| Task objective |
Convert every line of the records below into a numbered list. Drop the blank lines and the pictures.

Excerpts from a dataset on pointing at objects

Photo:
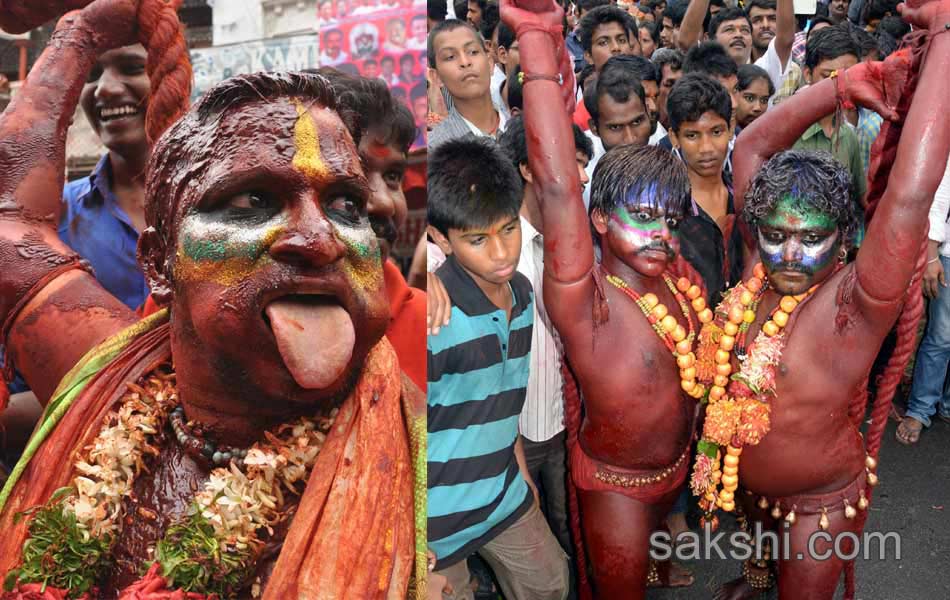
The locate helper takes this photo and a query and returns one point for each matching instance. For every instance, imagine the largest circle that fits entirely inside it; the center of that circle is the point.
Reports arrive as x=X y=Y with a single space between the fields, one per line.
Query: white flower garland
x=236 y=503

| Correct result |
1. Photo:
2. The locate helper takes this photo and a query and returns one point for each matching instance. For every instance, imagine the largest circle that fits entirely inside it; the center of that circle is the point.
3. Reports arrive as x=X y=Y with a single space between the fields, one per line.
4. Query: white flower garland
5. x=236 y=503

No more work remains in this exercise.